> [Written instruction 1]: In the entries, rewrite everything from the line containing "segment boot tongue, all instances" down to the line containing "Return the outline of every instance of the boot", replacing "boot tongue" with "shoe tongue" and keeping all else the same. Give back only those lines.

______

It sounds like Brights Meeshell in his non-English speaking Portuguese, but he’s smiling as he says it. That smile relieves all tension. The next thing I know he has a piece of candy he wants me to try. It’s called Paçoquita, a crumbly peanut and honey candy from Brazil, which he very much likes and travels with. His eyes are wide open with anticipation as I open the wrapper. I try a bite, and he is pleased that I like it. This is a good candy, and the thing is even if it wasn’t, I am not going to tell a Fighting Nerd that his candy sucks. They are the sweetest assassins ever assembled. They are a collection of misfits, too. Strays. A four-eyed foursome and a silvery coach with very different pasts, come together to … what? Kick a historical amount of ass? Slay everyone from 145 to 185 pounds? Become the rulers of MMA, not just in the dictatorial sense but also in the mathematical?
Carlos Prates, Caio Borralho, Mauricio Ruffy and Silva — the Fighting Nerds collective, as we know them — are a combined 24-0 in the UFC, including appearances on Dana White’s Contender Series (DWCS). All of them broke into the UFC through DWCS. Of the 24 wins, 16 have come via knockout or submission.

______

> [Written instruction 2]:
Answer these questions about the Fighting Nerds passage:
(a) What kind of candy is Paçoquita?
(b) What is the combined UFC record of the Fighting Nerds?
(c) How many of their wins came via knockout or submission?

______

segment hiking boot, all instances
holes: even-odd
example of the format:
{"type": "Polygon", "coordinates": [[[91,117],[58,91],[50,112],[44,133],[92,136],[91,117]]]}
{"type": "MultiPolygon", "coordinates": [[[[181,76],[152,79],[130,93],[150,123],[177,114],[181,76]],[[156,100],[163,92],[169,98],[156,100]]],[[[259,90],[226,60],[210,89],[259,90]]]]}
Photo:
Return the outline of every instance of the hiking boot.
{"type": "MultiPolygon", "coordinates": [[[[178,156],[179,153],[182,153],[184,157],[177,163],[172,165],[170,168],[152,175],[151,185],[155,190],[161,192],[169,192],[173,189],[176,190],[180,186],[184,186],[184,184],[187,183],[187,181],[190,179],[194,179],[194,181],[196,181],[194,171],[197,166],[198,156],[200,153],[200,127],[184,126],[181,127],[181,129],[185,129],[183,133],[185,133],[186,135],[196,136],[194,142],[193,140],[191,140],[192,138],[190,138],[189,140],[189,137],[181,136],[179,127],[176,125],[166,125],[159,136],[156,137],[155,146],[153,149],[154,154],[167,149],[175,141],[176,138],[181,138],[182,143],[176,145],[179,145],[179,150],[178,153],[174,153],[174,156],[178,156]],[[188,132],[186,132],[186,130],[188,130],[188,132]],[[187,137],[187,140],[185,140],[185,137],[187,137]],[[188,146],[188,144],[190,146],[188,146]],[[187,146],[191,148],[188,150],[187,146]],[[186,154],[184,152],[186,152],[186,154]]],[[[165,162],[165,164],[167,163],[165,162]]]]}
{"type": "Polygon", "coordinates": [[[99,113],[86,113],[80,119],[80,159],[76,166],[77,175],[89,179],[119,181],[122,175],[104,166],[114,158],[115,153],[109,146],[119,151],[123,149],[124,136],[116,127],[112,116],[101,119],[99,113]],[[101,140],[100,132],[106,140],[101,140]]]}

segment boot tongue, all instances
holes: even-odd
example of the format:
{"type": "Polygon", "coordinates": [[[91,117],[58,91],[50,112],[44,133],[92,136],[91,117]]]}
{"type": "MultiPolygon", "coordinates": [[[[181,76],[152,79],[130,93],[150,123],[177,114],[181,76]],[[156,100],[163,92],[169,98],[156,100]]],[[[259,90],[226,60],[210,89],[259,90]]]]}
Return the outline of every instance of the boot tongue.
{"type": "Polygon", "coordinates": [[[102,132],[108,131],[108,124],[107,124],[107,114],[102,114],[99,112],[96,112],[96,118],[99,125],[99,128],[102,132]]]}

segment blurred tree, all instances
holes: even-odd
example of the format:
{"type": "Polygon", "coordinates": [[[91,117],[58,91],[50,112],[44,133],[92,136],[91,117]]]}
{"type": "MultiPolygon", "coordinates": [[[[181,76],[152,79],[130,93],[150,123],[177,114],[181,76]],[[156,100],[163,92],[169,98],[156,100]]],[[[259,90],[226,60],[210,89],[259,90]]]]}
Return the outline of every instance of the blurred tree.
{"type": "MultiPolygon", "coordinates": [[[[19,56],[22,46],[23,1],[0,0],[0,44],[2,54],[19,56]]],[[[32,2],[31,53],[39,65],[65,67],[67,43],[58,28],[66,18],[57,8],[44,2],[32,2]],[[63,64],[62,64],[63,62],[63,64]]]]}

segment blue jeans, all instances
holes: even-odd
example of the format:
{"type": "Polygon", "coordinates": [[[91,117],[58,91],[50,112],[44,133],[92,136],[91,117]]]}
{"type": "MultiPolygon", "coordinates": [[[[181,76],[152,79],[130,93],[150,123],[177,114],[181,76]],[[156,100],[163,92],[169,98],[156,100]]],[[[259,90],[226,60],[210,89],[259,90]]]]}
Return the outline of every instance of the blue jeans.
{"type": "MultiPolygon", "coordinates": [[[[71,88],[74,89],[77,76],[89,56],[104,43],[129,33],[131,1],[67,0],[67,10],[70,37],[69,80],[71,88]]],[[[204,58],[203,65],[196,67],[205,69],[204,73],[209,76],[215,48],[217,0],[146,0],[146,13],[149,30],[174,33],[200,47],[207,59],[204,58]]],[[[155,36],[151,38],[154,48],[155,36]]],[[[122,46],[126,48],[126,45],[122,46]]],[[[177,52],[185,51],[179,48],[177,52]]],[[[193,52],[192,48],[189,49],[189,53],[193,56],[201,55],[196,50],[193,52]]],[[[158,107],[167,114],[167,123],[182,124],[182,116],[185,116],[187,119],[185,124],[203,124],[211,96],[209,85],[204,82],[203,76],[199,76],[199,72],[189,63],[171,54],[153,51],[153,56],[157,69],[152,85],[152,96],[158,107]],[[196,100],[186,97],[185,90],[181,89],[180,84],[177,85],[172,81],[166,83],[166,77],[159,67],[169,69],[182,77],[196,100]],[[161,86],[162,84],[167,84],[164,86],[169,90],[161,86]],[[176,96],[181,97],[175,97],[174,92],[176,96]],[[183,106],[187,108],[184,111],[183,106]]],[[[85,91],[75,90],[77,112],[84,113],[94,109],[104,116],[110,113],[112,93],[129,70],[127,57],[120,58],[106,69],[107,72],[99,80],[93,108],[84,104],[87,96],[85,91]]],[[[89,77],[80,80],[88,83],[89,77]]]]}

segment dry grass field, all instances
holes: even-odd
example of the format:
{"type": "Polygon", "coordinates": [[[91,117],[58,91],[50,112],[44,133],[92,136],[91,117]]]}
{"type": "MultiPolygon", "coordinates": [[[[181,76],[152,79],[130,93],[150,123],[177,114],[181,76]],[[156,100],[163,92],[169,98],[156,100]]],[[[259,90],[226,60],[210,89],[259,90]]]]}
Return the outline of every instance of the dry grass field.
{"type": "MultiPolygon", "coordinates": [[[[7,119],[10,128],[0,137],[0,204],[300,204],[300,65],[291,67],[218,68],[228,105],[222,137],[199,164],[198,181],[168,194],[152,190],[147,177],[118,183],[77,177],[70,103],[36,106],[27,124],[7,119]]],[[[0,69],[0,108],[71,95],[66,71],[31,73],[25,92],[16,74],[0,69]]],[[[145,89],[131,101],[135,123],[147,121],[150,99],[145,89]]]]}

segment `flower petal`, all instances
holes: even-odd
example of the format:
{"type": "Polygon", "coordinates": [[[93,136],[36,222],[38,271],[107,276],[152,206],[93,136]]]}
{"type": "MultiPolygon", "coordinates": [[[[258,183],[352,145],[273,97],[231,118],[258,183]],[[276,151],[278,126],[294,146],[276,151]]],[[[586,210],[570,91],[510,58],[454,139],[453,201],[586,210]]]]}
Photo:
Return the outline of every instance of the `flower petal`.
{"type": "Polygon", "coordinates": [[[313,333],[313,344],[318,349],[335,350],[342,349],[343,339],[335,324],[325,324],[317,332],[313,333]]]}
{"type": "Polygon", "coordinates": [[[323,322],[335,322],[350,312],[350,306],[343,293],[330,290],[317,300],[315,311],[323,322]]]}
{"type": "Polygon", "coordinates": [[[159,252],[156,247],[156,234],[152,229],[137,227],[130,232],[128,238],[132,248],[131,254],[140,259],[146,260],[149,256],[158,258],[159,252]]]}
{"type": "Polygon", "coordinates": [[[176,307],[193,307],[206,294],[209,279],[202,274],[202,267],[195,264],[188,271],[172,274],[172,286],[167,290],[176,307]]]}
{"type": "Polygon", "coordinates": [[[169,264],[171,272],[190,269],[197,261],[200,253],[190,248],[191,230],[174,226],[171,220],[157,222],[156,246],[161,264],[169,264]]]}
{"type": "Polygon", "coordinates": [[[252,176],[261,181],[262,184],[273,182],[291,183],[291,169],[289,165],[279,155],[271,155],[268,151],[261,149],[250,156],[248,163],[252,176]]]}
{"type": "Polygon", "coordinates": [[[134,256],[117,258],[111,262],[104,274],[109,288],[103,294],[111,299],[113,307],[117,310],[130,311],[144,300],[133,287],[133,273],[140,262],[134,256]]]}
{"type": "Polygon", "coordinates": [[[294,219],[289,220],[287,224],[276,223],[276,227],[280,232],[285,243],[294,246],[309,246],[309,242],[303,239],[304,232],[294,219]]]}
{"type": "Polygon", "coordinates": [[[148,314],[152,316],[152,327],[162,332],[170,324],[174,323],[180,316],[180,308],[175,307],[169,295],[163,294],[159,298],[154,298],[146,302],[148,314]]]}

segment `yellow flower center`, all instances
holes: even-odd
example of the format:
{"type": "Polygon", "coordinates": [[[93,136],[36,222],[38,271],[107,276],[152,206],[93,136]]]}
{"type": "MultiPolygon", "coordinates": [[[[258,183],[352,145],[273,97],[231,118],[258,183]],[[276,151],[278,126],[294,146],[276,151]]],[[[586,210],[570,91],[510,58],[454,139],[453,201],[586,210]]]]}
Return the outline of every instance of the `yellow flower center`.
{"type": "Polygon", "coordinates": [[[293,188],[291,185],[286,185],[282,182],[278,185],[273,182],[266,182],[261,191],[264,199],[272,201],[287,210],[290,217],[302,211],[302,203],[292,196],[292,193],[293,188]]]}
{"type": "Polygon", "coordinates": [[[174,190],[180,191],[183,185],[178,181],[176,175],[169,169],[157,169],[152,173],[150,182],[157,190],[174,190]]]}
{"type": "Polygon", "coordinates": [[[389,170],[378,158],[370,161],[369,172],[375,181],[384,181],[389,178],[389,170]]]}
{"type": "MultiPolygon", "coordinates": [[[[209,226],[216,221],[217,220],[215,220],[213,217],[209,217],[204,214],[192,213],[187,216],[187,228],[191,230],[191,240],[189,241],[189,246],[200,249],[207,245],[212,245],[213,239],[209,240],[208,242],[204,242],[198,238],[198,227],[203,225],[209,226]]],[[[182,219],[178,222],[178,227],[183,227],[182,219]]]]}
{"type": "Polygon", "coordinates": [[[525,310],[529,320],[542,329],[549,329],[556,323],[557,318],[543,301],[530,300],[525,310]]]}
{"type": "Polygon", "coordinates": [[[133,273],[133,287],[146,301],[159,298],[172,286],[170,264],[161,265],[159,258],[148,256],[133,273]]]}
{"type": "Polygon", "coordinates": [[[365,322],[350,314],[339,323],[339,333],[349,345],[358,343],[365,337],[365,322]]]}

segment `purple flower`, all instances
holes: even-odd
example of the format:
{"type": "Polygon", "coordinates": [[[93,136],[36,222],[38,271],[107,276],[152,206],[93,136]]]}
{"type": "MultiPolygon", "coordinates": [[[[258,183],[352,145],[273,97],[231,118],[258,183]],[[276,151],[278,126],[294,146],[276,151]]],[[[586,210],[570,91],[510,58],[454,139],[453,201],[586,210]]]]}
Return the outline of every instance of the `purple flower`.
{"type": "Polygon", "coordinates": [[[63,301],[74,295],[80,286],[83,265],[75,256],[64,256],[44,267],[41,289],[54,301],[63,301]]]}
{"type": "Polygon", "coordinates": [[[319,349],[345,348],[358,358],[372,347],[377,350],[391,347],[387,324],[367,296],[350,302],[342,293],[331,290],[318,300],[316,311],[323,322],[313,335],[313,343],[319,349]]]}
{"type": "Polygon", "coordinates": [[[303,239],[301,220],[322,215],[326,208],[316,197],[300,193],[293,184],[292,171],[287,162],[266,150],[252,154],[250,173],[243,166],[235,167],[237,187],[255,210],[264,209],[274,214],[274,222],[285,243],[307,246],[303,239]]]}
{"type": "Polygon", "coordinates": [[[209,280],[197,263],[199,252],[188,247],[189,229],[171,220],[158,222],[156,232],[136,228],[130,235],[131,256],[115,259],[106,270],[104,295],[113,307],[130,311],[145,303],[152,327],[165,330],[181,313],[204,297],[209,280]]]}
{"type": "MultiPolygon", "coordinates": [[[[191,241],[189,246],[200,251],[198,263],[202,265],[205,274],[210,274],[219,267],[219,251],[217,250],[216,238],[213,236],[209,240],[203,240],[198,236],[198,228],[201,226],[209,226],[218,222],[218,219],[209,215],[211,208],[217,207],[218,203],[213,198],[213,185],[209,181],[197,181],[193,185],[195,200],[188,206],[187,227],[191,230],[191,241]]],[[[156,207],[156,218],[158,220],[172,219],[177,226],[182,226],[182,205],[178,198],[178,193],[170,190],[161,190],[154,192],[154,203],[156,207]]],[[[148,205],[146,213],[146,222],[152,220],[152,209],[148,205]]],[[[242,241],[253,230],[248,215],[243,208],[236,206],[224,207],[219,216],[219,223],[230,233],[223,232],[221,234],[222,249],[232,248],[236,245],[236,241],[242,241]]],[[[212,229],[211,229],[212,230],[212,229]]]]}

______

> [Task output 1]:
segment shoe tongue, all instances
holes: even-odd
example of the format:
{"type": "Polygon", "coordinates": [[[91,117],[58,91],[50,112],[44,133],[92,136],[91,117]]]}
{"type": "MultiPolygon", "coordinates": [[[[181,76],[152,79],[130,93],[150,123],[177,114],[181,76]],[[156,100],[163,92],[169,98],[156,100]]],[[[259,90],[226,60],[210,89],[259,90]]]]}
Return the outline of every instance of the shoe tongue.

> [Task output 2]:
(a) A crumbly peanut and honey candy from Brazil.
(b) 24-0.
(c) 16.